- ANFORDERUNGEN DER AUFGABEN -
1. Nennen Sie alle Personengruppen, die der Text zum Gesetzespaket im Plural nach ihrer Tätigkeit bezeichnet.
2. Prüfen Sie anhand des Textes zum Gesetzespaket, ob die folgenden Aussagen zutreffen, und belegen Sie jede Antwort mit einem wörtlichen Zitat: (a) Die Pflicht zur Herausgabe von Passwörtern an Behörden ist besonders umstritten. (b) Nach Aussage des Sprechers der Justizministerin erweitert das Paket die Befugnisse. (c) Das Paket richtet sich gegen Rechtsextremismus und Hasskriminalität.

- BEREITGESTELLTER TEXT -
########################################

Macht der Staat das Internet unsicher? Mit seinem Gesetzespaket gegen Rechtsextremismus und Hasskriminalität hat das Bundesjustizministerium Netzpolitiker und Datenschützer gegen sich aufgebracht. Einige Vorschläge aus dem Paket würden die Art, wie Ermittler auf äußerst persönliche Daten zugreifen, grundsätzlich verändern. Besonders umstritten ist die Pflicht zur Herausgabe von Passwörtern an Behörden. Ein Sprecher von Justizministerin Christine Lambrecht (SPD) verteidigte die Pläne. Es gehe nicht um eine Erweiterung der Befugnisse, sondern nur um eine Präzisierung.

########################################

- BEREITGESTELLTE DATEN -

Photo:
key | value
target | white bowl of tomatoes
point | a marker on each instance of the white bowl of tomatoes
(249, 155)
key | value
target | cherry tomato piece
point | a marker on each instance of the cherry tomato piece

########################################

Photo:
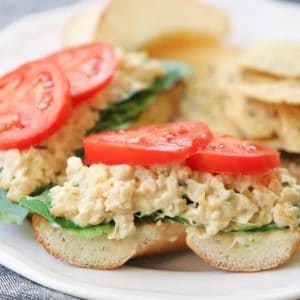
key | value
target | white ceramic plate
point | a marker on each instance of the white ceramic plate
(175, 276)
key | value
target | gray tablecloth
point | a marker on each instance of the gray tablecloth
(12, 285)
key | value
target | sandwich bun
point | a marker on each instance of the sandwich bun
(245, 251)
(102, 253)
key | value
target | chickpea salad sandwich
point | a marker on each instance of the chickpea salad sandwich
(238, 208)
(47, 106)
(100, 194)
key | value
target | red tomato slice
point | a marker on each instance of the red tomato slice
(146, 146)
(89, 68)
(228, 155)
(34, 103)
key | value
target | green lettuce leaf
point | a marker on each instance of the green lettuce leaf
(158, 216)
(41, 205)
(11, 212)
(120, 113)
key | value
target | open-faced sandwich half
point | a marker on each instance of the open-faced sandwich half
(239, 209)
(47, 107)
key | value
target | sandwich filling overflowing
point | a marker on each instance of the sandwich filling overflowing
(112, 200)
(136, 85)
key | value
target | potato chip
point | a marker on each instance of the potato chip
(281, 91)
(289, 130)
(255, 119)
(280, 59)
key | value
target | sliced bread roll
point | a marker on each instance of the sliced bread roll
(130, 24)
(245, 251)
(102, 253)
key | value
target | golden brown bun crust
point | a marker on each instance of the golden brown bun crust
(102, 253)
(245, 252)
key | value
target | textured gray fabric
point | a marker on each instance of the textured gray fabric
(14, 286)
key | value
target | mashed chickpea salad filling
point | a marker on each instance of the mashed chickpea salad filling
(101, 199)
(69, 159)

########################################

- ANTWORTEN JE AUFGABE -
1. Netzpolitiker, Datenschützer, Ermittler

2.
(a) Ja: „Besonders umstritten ist die Pflicht zur Herausgabe von Passwörtern an Behörden.“
(b) Nein: „Es gehe nicht um eine Erweiterung der Befugnisse, sondern nur um eine Präzisierung.“
(c) Ja: „Mit seinem Gesetzespaket gegen Rechtsextremismus und Hasskriminalität“